- [AIM 1] According to the court opinion excerpt, on what date did Wilmington substitute as the plaintiff?
- [AIM 2] Edit the court opinion excerpt between "The motion did not include" and "the foreclosure complaint.", inclusive, so that "assigned judge" reads "presiding judge".
- [AIM 3] Does each statement agree with the court opinion excerpt? (a) Terrence was served with the complaint at an address in Yelm, Washington. (b) Terrence asked for a 90-day extension of time to respond to the complaint. (c) The Ryans answered the foreclosure complaint after the circuit court ruled on the extension motion.

- [PAGE EXCERPT]

We lack jurisdiction to review the Foreclosure Order, Foreclosure Judgment, Order Denying Reconsideration of Foreclosure, and Order Denying Hearing Advancement. We affirm the January 31, 2018 Order Denying Ex Parte Extension Motion for the reasons explained below.
In CAAP-18-312, the Ryans appeal from the:
6. March 8, 2018 order denying their February 2, 2018 motion for reconsideration of Ex Parte Appeal Extension Denial (Order Denying Reconsideration of Ex Parte Appeal Extension Denial).
For the reasons explained below, we affirm.
And in CAAP-18-388, the Ryans appeal from the:
7. April 5, 2018 order denying their hearing motion for extension of time to file notice of appeal (Appeal Extension Denial).
For the reasons explained below, we affirm.
Procedural History
This case has a long, complicated history. A foreclosure complaint was filed on October 30, 2012, by Bank of America, N.A. It alleged, among other things, that the Ryans had defaulted on a promissory note payable to Bank of America and secured by a mortgage on real property located in Kalaheo on the island of Kaua‘i. On September 18, 2014, Green Tree Servicing, LLC substituted as the plaintiff. On July 20, 2016, Ditech Financial LLC substituted as the plaintiff. On December 22, 2016, Wilmington substituted as the plaintiff.
Between November 7, 2012, and April 1, 2013, Bank of America unsuccessfully attempted to personally serve the foreclosure complaint upon the Ryans in Kalaheo, Kaua‘i, Eastham, Massachusetts, Rainier, Washington, and Yelm, Washington. On February 20, 2015, the circuit court entered an order authorizing service upon the Ryans by certified mail. Terrence was served with the complaint on March 13, 2015, at an address in Yelm, Washington. Lucille was served with the complaint on March 19, 2015, at an address in Rainier, Washington. Accordingly, Terrence's answer to the complaint was due on April 2, 2015,3 and Lucille's answer was due on April 8, 2015.
On March 23, 2015, a self-represented Terrence filed a motion requesting a 120-day extension of time to respond to the complaint.4 Terrence's motion stated:
Defendants currently reside in the State of Washington are [sic] seeking assistance concerning this matter, but due to time, distance and resource limitations, Defendants have not been given the opportunity to adequately locate and retain local State of Hawaii counsel and consult with such counsel, and for this reason requests [sic] an additional 120 days to respond.
The motion did not include a notice of hearing, as required by Rule 7 of the Rules of the Circuit Courts of the State of Hawai‘i (RCCH). The motion did not comply with RCCH Rule 7.2 (“Civil motions practice”), which prescribes procedures for obtaining a hearing date and submitting copies of the motion to the assigned judge. The circuit court did not rule on the motion before Terrence's and Lucille's answers became due. The Ryans never answered the foreclosure complaint.

- [DATA]
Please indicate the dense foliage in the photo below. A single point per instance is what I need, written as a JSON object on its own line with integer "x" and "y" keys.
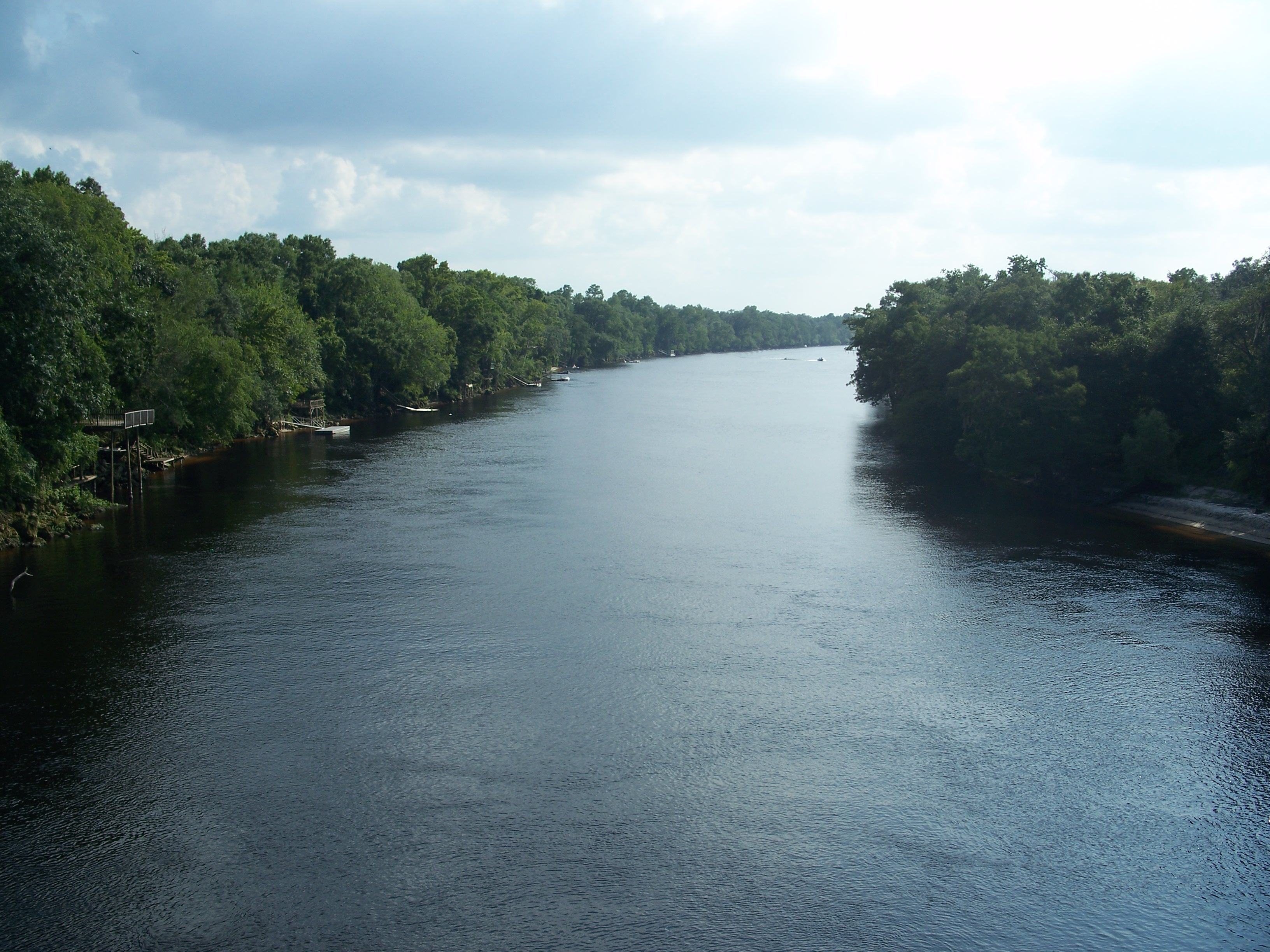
{"x": 221, "y": 337}
{"x": 1079, "y": 378}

- [TASK RESULT 1] December 22, 2016

- [TASK RESULT 2]
The motion did not include a notice of hearing, as required by Rule 7 of the Rules of the Circuit Courts of the State of Hawai‘i (RCCH). The motion did not comply with RCCH Rule 7.2 (“Civil motions practice”), which prescribes procedures for obtaining a hearing date and submitting copies of the motion to the presiding judge. The circuit court did not rule on the motion before Terrence's and Lucille's answers became due. The Ryans never answered the foreclosure complaint.

- [TASK RESULT 3]
(a) Yes: "Terrence was served with the complaint on March 13, 2015, at an address in Yelm, Washington."
(b) No: "a motion requesting a 120-day extension of time to respond to the complaint."
(c) No: "The Ryans never answered the foreclosure complaint."